• **WHAT IS REQUIRED**
Here is the task for the records below: repeat exactly the lines from the one with "Target: gold and blue waist belt" to the one with "Target: white dress shirt", both included, and nothing else.

• **EXERCISE MATERIALS**

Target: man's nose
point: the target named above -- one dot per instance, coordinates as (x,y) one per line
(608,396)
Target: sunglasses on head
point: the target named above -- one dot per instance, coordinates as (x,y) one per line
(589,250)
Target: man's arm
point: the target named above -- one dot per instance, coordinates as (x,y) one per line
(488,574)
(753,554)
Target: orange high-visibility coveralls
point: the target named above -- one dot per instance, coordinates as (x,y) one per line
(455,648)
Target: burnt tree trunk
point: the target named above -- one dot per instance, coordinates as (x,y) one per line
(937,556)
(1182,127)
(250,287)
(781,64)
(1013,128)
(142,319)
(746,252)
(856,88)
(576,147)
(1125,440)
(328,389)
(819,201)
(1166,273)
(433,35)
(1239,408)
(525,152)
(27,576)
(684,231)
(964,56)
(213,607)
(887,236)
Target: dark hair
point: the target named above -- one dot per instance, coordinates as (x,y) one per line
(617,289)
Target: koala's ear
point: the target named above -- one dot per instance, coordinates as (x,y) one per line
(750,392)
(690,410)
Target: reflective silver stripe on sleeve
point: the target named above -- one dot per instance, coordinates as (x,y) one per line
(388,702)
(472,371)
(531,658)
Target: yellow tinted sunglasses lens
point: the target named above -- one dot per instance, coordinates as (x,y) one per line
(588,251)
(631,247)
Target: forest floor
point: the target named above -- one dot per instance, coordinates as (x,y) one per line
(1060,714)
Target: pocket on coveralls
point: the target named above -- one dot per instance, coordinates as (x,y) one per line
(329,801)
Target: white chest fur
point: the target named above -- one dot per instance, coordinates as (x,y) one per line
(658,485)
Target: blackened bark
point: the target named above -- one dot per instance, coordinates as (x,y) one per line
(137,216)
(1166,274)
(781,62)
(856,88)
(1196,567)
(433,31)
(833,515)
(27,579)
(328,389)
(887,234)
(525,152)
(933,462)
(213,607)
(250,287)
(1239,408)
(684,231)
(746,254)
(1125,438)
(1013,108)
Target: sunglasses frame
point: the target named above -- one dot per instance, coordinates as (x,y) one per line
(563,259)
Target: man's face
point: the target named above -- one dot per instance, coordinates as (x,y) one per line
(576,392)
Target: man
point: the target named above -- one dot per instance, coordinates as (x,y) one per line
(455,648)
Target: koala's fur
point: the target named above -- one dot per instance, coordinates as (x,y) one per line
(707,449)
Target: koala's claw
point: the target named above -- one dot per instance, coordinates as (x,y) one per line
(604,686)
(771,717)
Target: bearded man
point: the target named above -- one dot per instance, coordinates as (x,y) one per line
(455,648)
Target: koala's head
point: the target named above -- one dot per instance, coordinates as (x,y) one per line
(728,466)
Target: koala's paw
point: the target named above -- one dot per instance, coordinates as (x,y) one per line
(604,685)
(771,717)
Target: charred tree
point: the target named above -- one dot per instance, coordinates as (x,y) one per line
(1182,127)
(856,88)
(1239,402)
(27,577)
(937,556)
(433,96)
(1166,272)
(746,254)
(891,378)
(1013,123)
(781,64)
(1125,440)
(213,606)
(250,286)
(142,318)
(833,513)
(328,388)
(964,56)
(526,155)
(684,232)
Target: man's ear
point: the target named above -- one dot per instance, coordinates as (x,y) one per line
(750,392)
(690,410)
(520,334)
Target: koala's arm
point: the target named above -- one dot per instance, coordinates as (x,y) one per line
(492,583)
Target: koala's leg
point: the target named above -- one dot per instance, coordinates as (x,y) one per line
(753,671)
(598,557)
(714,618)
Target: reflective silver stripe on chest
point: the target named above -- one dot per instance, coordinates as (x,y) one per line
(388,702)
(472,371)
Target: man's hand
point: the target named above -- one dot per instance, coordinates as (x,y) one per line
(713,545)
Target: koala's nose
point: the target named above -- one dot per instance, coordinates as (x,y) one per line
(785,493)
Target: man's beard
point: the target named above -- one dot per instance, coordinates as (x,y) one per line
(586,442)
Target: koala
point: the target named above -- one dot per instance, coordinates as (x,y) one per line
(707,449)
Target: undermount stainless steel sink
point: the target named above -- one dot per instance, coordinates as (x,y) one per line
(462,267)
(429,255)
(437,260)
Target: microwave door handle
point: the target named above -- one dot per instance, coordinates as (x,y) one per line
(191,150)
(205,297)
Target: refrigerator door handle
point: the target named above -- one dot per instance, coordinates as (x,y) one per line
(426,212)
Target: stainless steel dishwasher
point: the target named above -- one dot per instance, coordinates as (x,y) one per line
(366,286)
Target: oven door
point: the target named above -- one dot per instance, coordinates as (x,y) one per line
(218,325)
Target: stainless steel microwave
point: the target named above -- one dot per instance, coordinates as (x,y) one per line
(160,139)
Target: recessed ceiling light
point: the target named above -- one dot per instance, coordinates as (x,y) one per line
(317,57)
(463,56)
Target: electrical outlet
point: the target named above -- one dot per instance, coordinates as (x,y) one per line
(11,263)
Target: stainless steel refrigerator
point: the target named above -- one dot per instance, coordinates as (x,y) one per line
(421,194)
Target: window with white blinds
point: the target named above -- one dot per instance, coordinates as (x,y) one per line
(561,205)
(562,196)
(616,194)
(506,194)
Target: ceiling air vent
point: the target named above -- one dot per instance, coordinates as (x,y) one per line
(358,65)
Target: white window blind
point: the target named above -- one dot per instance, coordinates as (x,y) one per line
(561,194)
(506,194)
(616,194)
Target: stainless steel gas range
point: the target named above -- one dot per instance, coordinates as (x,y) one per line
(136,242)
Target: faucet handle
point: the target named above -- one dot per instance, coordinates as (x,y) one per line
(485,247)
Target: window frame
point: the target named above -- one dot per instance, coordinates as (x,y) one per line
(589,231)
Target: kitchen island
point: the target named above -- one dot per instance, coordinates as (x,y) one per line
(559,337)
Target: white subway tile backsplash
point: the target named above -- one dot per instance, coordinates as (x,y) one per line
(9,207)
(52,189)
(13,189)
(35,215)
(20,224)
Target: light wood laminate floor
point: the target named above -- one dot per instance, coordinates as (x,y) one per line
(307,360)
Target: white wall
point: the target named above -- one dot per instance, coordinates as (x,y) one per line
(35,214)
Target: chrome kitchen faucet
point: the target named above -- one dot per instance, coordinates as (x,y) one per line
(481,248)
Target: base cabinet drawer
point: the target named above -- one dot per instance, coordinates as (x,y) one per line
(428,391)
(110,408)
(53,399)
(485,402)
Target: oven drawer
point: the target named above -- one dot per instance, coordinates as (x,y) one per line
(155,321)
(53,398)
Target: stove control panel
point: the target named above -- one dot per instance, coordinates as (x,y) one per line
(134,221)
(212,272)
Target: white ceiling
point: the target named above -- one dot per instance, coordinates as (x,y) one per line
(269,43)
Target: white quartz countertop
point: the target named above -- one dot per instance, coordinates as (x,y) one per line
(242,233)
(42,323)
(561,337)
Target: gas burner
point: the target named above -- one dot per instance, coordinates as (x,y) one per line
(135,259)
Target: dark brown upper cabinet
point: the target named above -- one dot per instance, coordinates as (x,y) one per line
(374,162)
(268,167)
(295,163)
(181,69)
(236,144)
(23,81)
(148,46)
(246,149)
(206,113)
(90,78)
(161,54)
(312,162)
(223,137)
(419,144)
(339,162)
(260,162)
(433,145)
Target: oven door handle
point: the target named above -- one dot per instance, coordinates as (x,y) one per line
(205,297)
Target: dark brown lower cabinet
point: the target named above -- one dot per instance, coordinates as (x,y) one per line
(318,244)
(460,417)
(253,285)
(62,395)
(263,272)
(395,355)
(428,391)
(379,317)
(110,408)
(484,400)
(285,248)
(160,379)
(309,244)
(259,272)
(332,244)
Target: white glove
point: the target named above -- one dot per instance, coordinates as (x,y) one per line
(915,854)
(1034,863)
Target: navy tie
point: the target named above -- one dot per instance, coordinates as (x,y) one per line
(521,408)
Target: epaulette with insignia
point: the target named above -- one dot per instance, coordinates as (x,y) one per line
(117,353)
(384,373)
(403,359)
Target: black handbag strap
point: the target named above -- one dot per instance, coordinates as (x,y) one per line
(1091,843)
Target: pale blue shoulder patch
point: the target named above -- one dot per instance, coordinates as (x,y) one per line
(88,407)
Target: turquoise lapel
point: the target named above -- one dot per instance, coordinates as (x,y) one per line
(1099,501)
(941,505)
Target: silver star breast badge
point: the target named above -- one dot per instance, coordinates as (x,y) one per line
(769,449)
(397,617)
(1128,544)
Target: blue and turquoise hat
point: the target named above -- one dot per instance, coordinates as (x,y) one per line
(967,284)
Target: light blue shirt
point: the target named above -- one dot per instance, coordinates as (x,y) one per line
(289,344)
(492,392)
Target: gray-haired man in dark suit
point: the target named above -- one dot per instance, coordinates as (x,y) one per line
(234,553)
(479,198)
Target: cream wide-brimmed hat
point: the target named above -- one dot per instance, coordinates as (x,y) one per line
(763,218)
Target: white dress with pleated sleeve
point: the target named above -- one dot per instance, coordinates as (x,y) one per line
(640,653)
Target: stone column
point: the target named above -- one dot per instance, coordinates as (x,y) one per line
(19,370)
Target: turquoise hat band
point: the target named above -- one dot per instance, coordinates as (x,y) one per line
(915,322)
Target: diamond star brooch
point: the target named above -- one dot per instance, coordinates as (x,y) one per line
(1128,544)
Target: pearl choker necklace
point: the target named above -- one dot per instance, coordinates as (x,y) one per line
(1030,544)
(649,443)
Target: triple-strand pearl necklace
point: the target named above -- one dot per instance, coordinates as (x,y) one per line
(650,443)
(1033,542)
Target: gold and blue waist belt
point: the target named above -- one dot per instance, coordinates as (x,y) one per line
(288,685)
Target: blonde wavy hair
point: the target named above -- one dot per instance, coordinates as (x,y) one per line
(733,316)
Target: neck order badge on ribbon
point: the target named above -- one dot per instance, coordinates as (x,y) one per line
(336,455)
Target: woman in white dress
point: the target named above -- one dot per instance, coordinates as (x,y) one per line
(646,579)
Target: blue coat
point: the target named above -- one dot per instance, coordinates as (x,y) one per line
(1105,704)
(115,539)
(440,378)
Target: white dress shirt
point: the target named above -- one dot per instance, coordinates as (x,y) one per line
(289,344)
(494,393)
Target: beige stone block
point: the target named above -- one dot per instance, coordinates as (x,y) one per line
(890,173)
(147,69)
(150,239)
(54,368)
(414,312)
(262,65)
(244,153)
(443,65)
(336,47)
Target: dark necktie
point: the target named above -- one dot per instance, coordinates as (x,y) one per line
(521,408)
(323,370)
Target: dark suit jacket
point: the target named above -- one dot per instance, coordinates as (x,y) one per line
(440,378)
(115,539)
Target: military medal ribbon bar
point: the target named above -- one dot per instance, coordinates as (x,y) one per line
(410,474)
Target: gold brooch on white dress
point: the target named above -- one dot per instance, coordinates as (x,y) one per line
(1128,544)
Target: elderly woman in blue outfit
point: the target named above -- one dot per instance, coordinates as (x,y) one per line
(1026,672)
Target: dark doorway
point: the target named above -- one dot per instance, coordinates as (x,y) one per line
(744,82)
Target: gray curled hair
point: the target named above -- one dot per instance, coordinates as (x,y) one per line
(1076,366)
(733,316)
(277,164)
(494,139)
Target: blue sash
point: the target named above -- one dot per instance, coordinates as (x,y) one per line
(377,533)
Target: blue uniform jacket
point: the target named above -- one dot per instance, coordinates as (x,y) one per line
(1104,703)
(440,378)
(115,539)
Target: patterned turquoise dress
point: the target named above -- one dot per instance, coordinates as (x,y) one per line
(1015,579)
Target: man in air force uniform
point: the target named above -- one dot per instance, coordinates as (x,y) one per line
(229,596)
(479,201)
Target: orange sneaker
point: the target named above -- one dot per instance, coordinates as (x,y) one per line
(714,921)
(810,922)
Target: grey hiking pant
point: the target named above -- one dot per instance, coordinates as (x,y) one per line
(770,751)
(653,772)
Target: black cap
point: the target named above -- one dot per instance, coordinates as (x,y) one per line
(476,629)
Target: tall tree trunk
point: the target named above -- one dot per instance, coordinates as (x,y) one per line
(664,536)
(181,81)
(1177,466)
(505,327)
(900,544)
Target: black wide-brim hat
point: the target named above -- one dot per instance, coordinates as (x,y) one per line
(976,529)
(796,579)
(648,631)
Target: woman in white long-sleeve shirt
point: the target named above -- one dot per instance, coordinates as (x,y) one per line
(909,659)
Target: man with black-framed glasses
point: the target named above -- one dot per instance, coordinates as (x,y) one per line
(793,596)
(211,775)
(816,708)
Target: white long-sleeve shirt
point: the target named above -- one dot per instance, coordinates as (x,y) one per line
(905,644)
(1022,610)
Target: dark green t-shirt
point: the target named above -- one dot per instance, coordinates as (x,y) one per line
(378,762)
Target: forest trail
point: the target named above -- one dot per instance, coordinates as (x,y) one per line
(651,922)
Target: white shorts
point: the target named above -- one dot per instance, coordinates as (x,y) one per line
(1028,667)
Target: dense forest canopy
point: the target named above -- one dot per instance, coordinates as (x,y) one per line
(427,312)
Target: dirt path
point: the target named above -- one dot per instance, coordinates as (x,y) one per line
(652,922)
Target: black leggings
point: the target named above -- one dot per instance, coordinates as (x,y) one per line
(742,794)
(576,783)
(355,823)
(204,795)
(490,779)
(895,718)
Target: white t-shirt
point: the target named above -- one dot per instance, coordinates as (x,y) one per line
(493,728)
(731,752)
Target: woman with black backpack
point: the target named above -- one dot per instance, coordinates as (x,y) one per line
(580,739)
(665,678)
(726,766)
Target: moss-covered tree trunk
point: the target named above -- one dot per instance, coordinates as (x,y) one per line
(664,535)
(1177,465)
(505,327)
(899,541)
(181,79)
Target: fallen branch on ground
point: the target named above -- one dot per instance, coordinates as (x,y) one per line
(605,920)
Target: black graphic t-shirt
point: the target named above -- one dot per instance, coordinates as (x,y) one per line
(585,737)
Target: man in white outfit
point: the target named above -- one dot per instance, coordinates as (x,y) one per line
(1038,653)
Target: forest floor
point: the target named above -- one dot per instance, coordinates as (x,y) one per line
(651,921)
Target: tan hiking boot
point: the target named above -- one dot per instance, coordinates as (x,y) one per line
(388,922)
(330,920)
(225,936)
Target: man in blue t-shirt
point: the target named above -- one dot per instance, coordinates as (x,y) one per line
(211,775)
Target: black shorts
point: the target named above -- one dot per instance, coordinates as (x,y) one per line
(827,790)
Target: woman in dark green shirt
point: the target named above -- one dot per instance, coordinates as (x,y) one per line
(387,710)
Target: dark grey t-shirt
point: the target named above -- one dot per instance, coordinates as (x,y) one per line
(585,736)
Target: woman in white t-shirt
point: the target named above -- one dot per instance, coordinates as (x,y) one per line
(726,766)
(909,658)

• **ANSWER TO THIS EXERCISE**
Target: gold and blue waist belt
point: the target named above -- one dot per instance, coordinates as (x,y) one per line
(288,685)
Target: blonde wavy hair
point: the target named above -- one dot per instance, coordinates as (x,y) one per line
(733,316)
Target: neck order badge on ribbon
point: the target named above -- one dot per instance, coordinates as (x,y) one per line
(336,455)
Target: woman in white dress
point: the target named above -- one dot per instance, coordinates as (x,y) one per line
(646,579)
Target: blue coat
point: the target named above -- one dot per instance, coordinates as (x,y) one per line
(1105,704)
(115,539)
(440,378)
Target: white dress shirt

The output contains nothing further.